=== SUPPLIED TEXT ===
*** Block opens ***
Murmurs are extra or unusual sounds made by blood circulating through the heart's chambers or valves, or through blood vessels near the heart.
Heart murmurs may be heard in a normal healthy heart of a child, or they may be caused by a number of factors or diseases, including:
Defective heart valves
Holes in the walls inside the heart (atrial septal defect or ventricular septal defect)
Other structural heart defects (congenital or present at birth)
Anemia (low blood counts)
Your child's health care provider will evaluate a murmur based on several factors. Murmurs are analyzed for pitch, loudness, location, and duration. They also are graded according to their intensity (on a scale of 1 to 6, with 1 being very faint and 6 being very loud).
Types of murmurs include the following:
Systolic murmur. A heart murmur that occurs during a heart muscle contraction or when blood is pushed out to the body.
*** Block closes ***
(Free-text object descriptions)
*** Block opens ***
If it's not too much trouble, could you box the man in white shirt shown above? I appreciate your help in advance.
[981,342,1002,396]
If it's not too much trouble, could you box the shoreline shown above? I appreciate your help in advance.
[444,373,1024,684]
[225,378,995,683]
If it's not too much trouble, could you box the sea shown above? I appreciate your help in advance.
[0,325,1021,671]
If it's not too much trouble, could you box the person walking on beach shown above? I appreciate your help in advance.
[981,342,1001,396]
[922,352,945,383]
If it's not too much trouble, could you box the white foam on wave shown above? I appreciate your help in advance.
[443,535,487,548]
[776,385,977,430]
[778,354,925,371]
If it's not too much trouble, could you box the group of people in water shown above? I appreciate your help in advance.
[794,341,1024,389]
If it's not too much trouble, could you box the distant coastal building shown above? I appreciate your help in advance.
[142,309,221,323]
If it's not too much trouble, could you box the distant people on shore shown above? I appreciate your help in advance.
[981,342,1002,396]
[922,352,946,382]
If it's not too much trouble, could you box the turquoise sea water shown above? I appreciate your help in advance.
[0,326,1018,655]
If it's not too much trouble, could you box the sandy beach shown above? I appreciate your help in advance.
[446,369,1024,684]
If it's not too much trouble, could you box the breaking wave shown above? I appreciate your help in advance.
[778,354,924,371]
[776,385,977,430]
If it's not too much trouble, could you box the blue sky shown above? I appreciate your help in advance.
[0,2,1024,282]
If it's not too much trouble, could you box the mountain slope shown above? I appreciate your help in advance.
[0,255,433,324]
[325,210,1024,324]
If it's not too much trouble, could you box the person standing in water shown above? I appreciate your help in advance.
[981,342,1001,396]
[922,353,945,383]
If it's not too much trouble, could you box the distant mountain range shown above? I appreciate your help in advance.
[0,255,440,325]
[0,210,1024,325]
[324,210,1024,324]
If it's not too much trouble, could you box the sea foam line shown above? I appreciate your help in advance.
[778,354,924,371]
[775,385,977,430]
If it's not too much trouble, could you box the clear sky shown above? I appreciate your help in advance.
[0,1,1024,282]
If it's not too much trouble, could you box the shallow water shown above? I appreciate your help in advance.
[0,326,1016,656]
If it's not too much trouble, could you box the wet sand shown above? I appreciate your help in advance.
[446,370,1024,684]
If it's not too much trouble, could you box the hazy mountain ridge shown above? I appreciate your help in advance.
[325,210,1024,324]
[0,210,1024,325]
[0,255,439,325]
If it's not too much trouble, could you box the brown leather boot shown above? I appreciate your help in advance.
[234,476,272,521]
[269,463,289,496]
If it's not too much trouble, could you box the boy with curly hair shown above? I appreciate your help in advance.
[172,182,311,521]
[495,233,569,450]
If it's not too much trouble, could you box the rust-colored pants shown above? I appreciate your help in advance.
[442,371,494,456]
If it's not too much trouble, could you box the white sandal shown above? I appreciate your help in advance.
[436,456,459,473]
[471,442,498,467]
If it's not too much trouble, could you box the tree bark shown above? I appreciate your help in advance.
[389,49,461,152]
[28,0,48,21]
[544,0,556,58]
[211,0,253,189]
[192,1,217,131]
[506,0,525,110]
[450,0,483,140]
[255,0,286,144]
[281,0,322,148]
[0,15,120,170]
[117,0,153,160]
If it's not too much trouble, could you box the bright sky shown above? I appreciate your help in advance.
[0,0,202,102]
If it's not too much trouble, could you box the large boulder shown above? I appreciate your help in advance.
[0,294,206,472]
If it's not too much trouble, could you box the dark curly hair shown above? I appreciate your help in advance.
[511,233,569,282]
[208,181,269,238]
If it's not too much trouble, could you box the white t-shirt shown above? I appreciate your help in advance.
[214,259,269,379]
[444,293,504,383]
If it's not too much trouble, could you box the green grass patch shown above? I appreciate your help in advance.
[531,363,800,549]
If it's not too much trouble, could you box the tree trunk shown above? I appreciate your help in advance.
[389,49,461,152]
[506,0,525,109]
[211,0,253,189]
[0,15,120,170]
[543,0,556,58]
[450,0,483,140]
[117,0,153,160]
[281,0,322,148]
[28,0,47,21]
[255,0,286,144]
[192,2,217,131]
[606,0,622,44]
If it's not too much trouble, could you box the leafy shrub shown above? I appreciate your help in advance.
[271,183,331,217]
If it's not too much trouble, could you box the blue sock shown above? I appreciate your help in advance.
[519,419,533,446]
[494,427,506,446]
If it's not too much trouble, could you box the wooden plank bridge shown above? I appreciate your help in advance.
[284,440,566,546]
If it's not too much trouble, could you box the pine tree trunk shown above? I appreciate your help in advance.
*** Block closes ***
=== QUESTIONS TO ANSWER ===
A - Answer these questions using the heart murmur text.
(i) What four qualities are murmurs analyzed for?
(ii) On what scale is a murmur's intensity graded, and what do its two ends mean?
(iii) When does a systolic murmur occur?
B - Transcribe the heart murmur text starting at the words "Heart murmurs may" and ending after "ventricular septal defect)".

=== PER-TASK OUTPUTS ===
A -
(i) Pitch, loudness, location, and duration.
(ii) A scale of 1 to 6, with 1 being very faint and 6 being very loud.
(iii) During a heart muscle contraction or when blood is pushed out to the body.

B -
Heart murmurs may be heard in a normal healthy heart of a child, or they may be caused by a number of factors or diseases, including:
Defective heart valves
Holes in the walls inside the heart (atrial septal defect or ventricular septal defect)